▸ **EXCERPT PROVIDED**
My Father, Grandfather and Uncle were put to work fabricating parts for Ford's panzer tank and 8.8 cm flack anti-aircraftguns.
They also were forced to work on clean-ups after the British and US bombers bombed the Dusseldorf plant.
I still have his "Ausweis" [foreign worker] identity work permit that was issued by the company. My uncle told me of the brutal conditions under which he was forced to labor and the inhumane conditions at WERKE A.G.
Just last week, CNN finally reported on the law suit against Forme Motor Company, the story that Bulldog News broke on its Front Page as of March 15, 1998.
I hope justice will prevail and that finally restitution will be provided for the slave labor and the in human conditions they had to work in.
It is disgusting to learn that Ford executives had such a close and friendly relationship with the Nazi regime. Let us hope the present day Ford family will find the humility to admit responsiblity for that firm's involvement in furthering the aims of the Nazi war machine and Ford's role in aiding and abetting the Third Reich's destruction of a large part of the World bewteen 1933-1945.The Ford Motor Company's commercial-free sponsorship of NBC's airing of Schindler's List, the epic movie about the Holocaust, was a class act. Nevertheless, it would be remiss of us here at CorpWatch, not to point out Ford's contribution to Nazi war efforts.

▸ **DATA LINES**
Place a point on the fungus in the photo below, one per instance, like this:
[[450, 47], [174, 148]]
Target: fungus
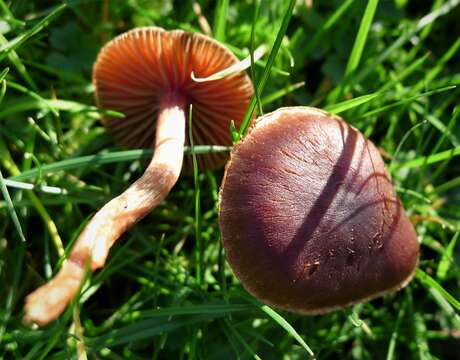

▸ **THE PROBLEM**
Answer these about the excerpt on forced labor at Ford's German plant:
1. Whose bombers bombed the Dusseldorf plant?
2. What identity document issued by the company does the writer still have?
3. Which movie's NBC airing did the Ford Motor Company sponsor without commercials?

▸ **EXERCISE RESPONSE**
1. British and US bombers.
2. An "Ausweis," a foreign worker identity work permit.
3. Schindler's List.